Comilla Modern High School () is a combined school in Comilla, a city in Bangladesh. It was established in 1993. It is situated in Nazrul avenue. The Education Institute Identification Number (EIIN) of the school is 105767.

History 
The school, in the centre of Comilla, was established in 1992. The school was established in 155 sotok area. The official study session was started in 1993. Although there is a doubt about the founder. According to Md. Abdur Rauf (Chairman of Comilla Adarsha Sadar Upazila & President of Bangladesh College Teachers' Association), the founder of the school is Late Mohammad Abdul Kuddus, Ekushey Padak Winner. But Afzal Khan's name is written on the school's signboard.

Initially the school conducted only one shift. From 1997 two shifts were introduced: morning and day. Presently morning shift is for girls' and day shift is for boys'. Each shift is headed by an assistant head master. 5,123 students are studying in the school with 112 teachers. The number of teachers in morning shift are 54 and in day shift are 60. Morning shift starts in 7:00am up to 12:00pm then day shift continues in 12.30pm up to 5.30pm.

Facilities 
The school has three academic buildings, an administrative building. There is a field in the school arena. Other facilities include workshop, auditorium, canteen, and library. There are fifty teachers and twenty staff. The school has two laboratories.

The uniform is for boys; a white shirt with navy blue full trousers and white shoes and for girls; navy blue kameez with white shalwar and white shoes. The school monogram is printed on the shirt pocket.

Usually students are admitted in class 6. Admission can be considered in other classes if a vacancy is available or if someone is transferred from some other government school. The admission test is usually taken in the first week of January.

◇ ◇ ◇ ◇ ◇

Set of tasks
[1] According to the article on Comilla Modern High School, when is the admission test usually held?
[2] Does each of the following statements agree with the article on Comilla Modern High School? Answer yes or no for each, and quote the words from the article that decide it. (a) The school has two laboratories. (b) Girls wear a navy blue shalwar. (c) Each shift is headed by a head master.
[3] From the article on Comilla Modern High School, return the part that opens with the words containing "Usually students are" and closes with "week of January.".

Stored data

◇ ◇ ◇ ◇ ◇

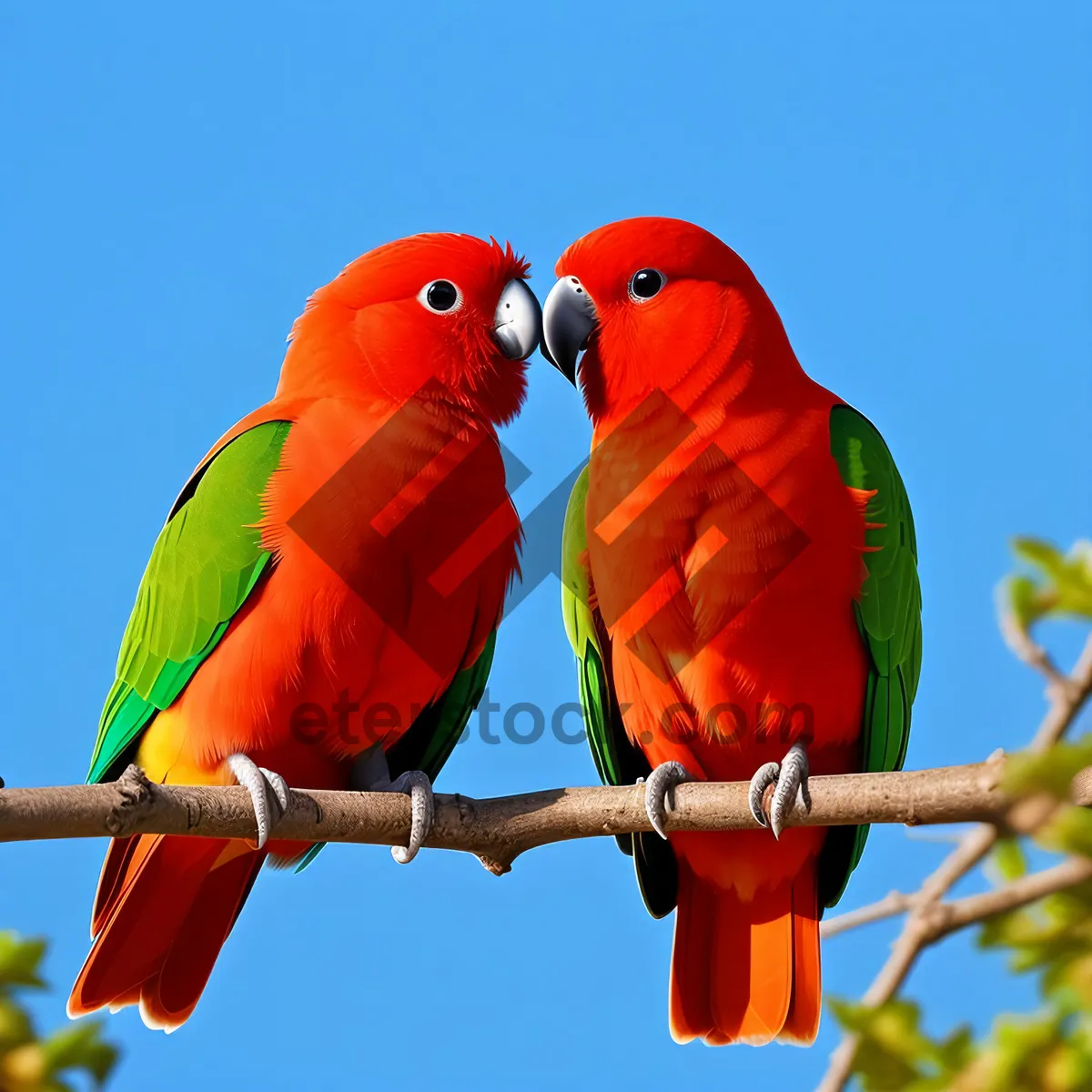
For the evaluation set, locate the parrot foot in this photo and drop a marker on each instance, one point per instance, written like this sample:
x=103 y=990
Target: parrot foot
x=419 y=787
x=371 y=774
x=268 y=792
x=791 y=781
x=662 y=784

◇ ◇ ◇ ◇ ◇

Answers below
[1] The admission test is usually held in the first week of January.

[2]
(a) Yes: "The school has two laboratories."
(b) No: "navy blue kameez with white shalwar and white shoes"
(c) No: "Each shift is headed by an assistant head master."

[3]
Usually students are admitted in class 6. Admission can be considered in other classes if a vacancy is available or if someone is transferred from some other government school. The admission test is usually taken in the first week of January.